▶ **WHAT IS BEING ASKED**
Find "# test: pointer returns one pin per instance of the blurred" in the records that follow; print that line and each subsequent line through the last one, verbatim and with nothing added.

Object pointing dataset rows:
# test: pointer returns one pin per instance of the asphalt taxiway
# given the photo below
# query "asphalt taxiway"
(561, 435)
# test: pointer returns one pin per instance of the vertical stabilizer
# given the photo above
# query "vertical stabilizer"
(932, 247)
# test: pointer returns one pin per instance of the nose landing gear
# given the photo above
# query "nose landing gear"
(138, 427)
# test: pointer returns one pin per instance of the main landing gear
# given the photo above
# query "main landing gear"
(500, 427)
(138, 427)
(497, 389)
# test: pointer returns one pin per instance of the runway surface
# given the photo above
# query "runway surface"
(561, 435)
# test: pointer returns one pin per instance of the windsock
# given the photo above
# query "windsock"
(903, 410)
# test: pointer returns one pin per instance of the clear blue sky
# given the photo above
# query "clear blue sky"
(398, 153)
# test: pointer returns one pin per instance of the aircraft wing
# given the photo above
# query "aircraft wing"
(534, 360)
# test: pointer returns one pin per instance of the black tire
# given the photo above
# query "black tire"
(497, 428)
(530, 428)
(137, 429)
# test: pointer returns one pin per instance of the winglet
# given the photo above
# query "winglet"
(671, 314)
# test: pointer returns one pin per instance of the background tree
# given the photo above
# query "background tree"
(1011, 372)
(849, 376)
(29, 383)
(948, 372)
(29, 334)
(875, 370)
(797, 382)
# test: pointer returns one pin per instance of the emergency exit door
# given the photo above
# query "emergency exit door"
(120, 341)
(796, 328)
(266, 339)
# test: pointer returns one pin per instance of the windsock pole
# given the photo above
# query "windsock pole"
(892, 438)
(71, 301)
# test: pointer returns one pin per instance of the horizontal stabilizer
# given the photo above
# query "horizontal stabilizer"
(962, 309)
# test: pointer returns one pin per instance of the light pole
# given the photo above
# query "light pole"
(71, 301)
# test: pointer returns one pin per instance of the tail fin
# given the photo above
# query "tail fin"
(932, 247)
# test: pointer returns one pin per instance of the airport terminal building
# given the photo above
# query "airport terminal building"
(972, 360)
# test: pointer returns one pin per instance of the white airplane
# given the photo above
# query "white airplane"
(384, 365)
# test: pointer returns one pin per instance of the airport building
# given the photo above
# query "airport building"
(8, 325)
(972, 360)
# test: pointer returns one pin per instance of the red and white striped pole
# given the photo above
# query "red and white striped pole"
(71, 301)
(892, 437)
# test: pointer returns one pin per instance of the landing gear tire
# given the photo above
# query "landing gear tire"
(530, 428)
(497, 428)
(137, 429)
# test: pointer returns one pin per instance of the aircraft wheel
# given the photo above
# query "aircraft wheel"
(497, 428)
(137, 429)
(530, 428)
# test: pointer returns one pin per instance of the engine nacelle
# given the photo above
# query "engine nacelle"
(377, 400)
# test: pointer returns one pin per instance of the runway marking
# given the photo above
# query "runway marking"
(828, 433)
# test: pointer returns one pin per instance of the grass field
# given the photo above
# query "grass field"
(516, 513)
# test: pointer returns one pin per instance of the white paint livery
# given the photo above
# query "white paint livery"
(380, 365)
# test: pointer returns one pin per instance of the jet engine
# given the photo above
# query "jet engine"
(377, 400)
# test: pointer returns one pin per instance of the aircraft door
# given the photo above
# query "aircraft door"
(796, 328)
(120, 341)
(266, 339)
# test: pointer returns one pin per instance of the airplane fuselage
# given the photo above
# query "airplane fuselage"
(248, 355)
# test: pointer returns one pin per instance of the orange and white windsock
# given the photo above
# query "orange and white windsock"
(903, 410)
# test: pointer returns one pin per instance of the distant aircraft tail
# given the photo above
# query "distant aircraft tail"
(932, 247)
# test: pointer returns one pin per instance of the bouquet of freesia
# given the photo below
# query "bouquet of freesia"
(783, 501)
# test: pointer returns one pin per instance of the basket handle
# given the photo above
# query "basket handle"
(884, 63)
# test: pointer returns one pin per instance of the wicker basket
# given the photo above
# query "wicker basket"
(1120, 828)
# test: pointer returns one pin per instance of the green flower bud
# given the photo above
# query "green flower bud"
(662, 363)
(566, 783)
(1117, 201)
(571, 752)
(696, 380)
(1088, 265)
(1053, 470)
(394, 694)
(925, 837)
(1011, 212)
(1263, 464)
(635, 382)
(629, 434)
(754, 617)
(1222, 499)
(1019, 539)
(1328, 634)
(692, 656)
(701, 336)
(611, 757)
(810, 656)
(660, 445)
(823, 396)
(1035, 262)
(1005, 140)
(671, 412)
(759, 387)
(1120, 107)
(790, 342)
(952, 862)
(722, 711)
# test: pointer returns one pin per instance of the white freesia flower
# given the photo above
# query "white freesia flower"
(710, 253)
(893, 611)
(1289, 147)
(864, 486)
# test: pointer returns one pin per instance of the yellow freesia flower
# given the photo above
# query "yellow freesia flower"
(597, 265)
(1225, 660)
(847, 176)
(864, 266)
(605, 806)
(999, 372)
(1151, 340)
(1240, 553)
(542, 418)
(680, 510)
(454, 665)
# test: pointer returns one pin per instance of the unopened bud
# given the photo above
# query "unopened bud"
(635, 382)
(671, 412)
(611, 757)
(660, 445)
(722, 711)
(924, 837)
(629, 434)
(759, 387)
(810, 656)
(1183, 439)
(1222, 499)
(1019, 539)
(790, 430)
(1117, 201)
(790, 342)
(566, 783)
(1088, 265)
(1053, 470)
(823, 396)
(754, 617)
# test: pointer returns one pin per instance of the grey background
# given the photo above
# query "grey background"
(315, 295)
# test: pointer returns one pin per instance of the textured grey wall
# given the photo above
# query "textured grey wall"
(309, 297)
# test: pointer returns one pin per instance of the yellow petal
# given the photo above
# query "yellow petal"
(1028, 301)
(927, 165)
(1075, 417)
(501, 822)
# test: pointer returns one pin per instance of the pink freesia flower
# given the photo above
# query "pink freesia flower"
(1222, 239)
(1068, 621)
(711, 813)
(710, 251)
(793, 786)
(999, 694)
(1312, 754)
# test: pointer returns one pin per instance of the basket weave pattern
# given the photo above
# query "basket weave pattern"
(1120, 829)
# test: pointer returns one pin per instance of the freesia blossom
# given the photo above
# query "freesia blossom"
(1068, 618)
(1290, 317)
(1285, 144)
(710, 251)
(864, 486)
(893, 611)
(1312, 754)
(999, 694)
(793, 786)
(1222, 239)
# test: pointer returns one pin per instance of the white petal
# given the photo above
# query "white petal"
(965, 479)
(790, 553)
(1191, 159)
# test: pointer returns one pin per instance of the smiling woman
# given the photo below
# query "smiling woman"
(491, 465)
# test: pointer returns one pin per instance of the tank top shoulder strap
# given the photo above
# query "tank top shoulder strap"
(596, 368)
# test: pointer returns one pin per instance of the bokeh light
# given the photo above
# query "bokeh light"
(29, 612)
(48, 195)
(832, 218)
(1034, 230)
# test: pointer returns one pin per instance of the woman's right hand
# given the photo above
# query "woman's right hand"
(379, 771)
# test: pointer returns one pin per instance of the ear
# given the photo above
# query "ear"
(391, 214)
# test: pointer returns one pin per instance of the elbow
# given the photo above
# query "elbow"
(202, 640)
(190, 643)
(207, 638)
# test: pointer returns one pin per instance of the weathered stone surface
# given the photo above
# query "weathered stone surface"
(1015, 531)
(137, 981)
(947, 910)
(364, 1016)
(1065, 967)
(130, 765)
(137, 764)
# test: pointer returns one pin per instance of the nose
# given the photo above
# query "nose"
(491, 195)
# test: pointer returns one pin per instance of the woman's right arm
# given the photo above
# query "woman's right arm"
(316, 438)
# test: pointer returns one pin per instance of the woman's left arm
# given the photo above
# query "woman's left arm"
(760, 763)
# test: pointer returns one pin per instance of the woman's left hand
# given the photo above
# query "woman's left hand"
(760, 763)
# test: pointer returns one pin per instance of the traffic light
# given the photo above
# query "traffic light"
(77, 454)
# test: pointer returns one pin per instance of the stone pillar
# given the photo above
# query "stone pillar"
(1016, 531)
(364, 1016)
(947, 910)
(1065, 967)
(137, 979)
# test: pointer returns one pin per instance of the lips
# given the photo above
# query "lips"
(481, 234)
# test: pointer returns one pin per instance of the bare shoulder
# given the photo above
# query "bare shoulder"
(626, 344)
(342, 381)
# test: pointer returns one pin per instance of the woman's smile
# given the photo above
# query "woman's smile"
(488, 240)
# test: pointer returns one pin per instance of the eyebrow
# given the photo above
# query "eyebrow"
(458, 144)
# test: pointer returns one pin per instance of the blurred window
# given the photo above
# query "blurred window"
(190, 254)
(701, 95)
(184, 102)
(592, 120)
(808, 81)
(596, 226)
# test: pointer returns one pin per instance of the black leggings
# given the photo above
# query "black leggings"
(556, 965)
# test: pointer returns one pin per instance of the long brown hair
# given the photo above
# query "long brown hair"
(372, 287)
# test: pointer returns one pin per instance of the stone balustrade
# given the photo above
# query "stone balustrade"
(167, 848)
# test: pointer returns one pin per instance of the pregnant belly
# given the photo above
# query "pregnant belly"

▶ **ANSWER TO THE EXERCISE**
# test: pointer returns one pin per instance of the blurred window
# given the photo above
# query "blurred window"
(190, 254)
(701, 95)
(184, 102)
(592, 120)
(808, 81)
(596, 226)
# test: pointer returns one pin per instance of the black leggings
# given the photo above
# query "black leggings"
(556, 965)
# test: pointer returns one pin per instance of the long brown hair
# given the photo above
# query "long brown hair"
(372, 287)
# test: pointer returns one pin per instance of the stone balustrade
# given the photo above
# query "stone balustrade"
(167, 848)
# test: pointer returns one pin per instance of the pregnant belly
# given the photo above
# query "pregnant belly"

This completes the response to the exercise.